* The data:
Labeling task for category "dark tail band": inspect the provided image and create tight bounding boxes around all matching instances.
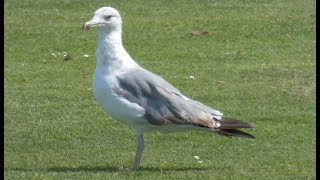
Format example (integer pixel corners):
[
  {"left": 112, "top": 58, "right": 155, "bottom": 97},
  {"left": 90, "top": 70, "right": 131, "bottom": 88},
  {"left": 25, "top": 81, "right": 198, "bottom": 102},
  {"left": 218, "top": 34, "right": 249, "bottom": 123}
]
[{"left": 218, "top": 118, "right": 256, "bottom": 139}]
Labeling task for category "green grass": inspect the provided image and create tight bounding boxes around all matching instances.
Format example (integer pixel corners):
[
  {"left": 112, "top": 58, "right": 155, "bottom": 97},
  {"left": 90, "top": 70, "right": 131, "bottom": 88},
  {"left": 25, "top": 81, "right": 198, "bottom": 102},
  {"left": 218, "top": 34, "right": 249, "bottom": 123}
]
[{"left": 4, "top": 0, "right": 316, "bottom": 179}]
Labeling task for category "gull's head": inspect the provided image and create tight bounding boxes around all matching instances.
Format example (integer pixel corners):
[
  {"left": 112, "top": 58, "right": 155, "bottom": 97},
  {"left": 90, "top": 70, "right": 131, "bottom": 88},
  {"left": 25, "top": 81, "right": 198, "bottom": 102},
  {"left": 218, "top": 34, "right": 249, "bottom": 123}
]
[{"left": 82, "top": 7, "right": 122, "bottom": 31}]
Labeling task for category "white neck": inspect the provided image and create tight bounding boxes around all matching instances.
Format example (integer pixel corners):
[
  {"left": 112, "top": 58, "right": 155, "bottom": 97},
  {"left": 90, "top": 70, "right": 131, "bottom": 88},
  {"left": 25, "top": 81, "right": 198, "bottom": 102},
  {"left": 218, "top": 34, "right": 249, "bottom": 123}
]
[{"left": 96, "top": 27, "right": 138, "bottom": 72}]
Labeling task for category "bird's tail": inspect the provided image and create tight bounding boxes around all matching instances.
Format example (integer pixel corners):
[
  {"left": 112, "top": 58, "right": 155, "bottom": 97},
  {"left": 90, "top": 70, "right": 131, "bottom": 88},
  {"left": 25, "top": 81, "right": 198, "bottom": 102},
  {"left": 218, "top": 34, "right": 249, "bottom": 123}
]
[{"left": 218, "top": 118, "right": 256, "bottom": 139}]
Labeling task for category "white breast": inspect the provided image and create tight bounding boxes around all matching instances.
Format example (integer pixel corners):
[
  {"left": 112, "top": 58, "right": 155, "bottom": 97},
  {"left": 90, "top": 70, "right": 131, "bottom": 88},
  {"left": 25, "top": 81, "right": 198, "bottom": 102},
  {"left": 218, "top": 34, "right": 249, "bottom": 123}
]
[{"left": 92, "top": 68, "right": 145, "bottom": 126}]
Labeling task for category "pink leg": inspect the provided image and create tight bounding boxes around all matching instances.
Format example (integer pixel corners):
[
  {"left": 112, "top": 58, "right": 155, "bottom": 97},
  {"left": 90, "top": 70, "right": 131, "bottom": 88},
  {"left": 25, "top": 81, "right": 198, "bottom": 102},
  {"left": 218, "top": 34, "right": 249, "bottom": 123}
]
[{"left": 133, "top": 134, "right": 144, "bottom": 171}]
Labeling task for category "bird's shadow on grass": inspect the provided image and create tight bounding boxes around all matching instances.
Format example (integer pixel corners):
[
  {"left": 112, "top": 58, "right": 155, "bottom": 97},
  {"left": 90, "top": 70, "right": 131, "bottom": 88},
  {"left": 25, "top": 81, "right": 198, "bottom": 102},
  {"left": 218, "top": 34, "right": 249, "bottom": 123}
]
[{"left": 5, "top": 166, "right": 212, "bottom": 173}]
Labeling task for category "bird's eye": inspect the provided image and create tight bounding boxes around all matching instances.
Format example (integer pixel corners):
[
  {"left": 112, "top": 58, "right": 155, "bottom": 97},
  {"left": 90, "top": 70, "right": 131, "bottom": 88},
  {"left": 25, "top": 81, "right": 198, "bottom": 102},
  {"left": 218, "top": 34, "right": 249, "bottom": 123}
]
[{"left": 104, "top": 15, "right": 113, "bottom": 21}]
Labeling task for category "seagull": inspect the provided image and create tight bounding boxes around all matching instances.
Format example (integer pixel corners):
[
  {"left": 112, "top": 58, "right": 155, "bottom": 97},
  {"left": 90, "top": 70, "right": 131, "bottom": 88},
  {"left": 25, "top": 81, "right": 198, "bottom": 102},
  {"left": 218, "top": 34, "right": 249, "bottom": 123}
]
[{"left": 82, "top": 7, "right": 255, "bottom": 170}]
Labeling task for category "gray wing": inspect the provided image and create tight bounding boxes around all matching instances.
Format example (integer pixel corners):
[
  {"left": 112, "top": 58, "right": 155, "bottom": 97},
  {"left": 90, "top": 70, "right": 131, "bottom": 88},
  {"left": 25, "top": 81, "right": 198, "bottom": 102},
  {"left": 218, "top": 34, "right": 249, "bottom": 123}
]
[{"left": 115, "top": 69, "right": 222, "bottom": 128}]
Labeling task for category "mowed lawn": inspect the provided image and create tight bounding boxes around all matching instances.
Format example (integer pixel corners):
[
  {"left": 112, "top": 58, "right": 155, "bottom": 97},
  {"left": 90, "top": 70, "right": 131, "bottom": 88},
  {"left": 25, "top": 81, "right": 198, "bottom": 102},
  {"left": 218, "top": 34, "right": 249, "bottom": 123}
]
[{"left": 4, "top": 0, "right": 316, "bottom": 180}]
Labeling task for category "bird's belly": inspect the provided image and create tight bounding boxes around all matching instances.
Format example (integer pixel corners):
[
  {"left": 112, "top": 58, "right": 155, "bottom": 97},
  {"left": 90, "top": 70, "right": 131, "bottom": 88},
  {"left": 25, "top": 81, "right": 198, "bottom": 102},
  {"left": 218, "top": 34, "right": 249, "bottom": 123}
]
[{"left": 92, "top": 71, "right": 145, "bottom": 126}]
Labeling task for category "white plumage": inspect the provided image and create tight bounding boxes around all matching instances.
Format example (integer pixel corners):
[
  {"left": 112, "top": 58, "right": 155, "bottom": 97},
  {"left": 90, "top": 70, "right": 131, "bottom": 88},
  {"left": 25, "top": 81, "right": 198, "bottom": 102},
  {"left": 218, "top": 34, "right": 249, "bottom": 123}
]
[{"left": 83, "top": 7, "right": 254, "bottom": 170}]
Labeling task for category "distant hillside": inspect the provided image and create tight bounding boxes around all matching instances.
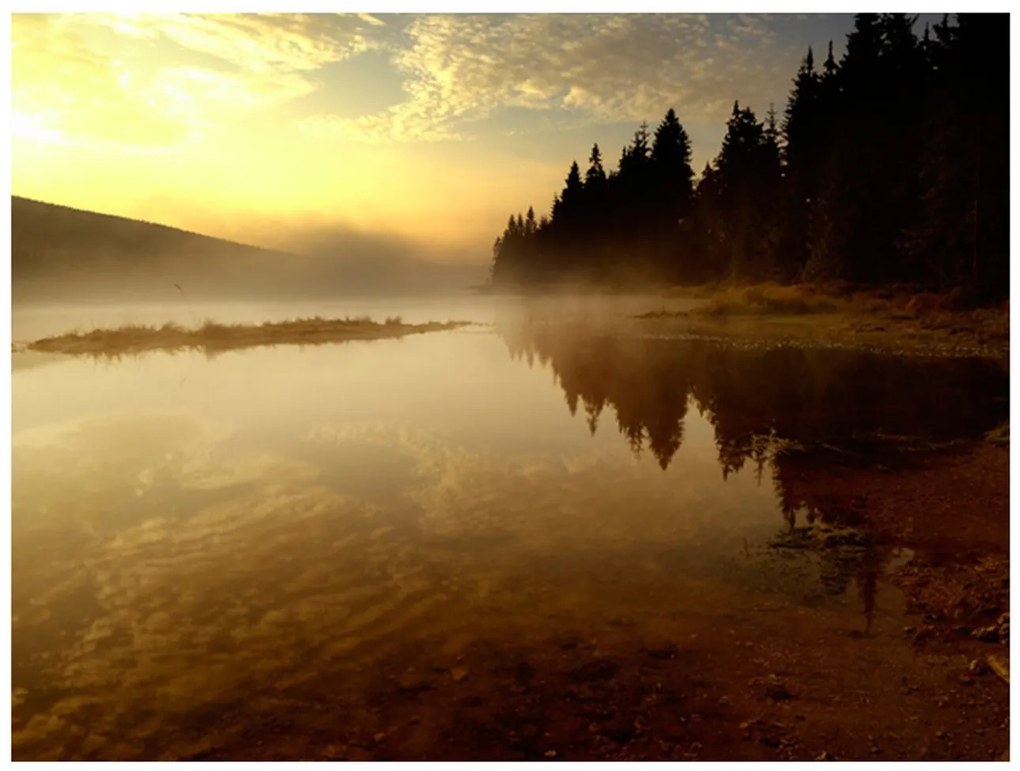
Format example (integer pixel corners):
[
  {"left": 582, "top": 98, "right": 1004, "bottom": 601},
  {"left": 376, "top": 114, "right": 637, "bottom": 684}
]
[{"left": 11, "top": 196, "right": 476, "bottom": 303}]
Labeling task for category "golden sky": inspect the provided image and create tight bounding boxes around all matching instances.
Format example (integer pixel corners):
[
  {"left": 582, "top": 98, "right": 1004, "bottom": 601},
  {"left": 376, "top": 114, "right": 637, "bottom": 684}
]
[{"left": 11, "top": 13, "right": 877, "bottom": 262}]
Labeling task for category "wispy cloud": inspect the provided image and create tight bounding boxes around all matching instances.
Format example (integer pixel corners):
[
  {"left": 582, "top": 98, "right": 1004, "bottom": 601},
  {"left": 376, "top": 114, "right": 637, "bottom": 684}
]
[{"left": 304, "top": 14, "right": 792, "bottom": 142}]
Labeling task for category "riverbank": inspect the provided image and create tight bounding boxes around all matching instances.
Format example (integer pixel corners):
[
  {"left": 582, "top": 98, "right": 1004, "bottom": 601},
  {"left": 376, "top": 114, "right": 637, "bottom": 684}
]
[
  {"left": 27, "top": 316, "right": 467, "bottom": 356},
  {"left": 634, "top": 284, "right": 1010, "bottom": 359}
]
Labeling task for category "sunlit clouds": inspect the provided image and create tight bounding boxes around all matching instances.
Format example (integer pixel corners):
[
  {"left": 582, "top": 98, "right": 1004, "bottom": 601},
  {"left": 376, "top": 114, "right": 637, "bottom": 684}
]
[{"left": 11, "top": 13, "right": 849, "bottom": 262}]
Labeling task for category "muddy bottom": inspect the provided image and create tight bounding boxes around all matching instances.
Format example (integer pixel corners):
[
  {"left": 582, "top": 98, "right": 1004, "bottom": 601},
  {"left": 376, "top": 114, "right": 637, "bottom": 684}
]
[
  {"left": 177, "top": 446, "right": 1009, "bottom": 761},
  {"left": 11, "top": 324, "right": 1009, "bottom": 760}
]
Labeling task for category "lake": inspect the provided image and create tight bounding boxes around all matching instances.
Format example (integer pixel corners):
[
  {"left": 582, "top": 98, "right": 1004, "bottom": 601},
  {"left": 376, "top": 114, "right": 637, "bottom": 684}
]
[{"left": 11, "top": 296, "right": 1009, "bottom": 760}]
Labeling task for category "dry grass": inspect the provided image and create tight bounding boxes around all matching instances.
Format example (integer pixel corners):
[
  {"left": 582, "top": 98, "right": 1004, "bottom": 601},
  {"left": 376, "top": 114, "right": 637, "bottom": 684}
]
[
  {"left": 693, "top": 282, "right": 847, "bottom": 316},
  {"left": 29, "top": 316, "right": 467, "bottom": 356}
]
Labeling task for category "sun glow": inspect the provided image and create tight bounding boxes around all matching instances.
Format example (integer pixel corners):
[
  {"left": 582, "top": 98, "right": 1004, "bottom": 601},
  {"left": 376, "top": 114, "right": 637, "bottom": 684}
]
[{"left": 10, "top": 111, "right": 64, "bottom": 144}]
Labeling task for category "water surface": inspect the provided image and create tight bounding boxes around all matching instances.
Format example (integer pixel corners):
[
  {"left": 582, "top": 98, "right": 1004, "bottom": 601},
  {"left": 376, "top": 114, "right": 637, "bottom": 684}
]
[{"left": 12, "top": 298, "right": 1008, "bottom": 759}]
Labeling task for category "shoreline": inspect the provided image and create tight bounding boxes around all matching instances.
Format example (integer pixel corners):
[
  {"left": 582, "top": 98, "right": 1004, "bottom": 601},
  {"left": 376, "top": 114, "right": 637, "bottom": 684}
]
[{"left": 24, "top": 317, "right": 469, "bottom": 356}]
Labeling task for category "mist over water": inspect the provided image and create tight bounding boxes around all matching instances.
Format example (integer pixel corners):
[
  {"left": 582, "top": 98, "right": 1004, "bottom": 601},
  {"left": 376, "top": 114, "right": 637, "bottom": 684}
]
[{"left": 12, "top": 295, "right": 1008, "bottom": 759}]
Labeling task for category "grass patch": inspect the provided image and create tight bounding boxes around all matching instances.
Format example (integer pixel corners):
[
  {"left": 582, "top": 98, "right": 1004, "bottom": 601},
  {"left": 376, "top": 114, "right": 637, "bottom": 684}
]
[
  {"left": 28, "top": 316, "right": 468, "bottom": 356},
  {"left": 692, "top": 284, "right": 846, "bottom": 316}
]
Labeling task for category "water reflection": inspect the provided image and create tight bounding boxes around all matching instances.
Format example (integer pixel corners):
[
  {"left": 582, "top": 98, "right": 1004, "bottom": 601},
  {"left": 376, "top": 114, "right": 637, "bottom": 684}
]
[
  {"left": 11, "top": 301, "right": 1005, "bottom": 759},
  {"left": 498, "top": 310, "right": 1009, "bottom": 476}
]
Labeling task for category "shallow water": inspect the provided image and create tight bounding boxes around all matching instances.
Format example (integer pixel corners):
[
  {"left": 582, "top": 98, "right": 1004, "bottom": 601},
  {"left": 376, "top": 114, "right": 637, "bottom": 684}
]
[{"left": 12, "top": 298, "right": 1008, "bottom": 759}]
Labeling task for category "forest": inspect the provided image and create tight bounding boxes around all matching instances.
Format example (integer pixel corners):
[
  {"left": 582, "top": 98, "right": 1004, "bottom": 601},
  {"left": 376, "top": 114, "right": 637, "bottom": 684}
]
[{"left": 492, "top": 13, "right": 1010, "bottom": 302}]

* Problem: Report how many lines in the rows above contain the string "tail", matching case exactly. Give only the number.

* Full answer: 2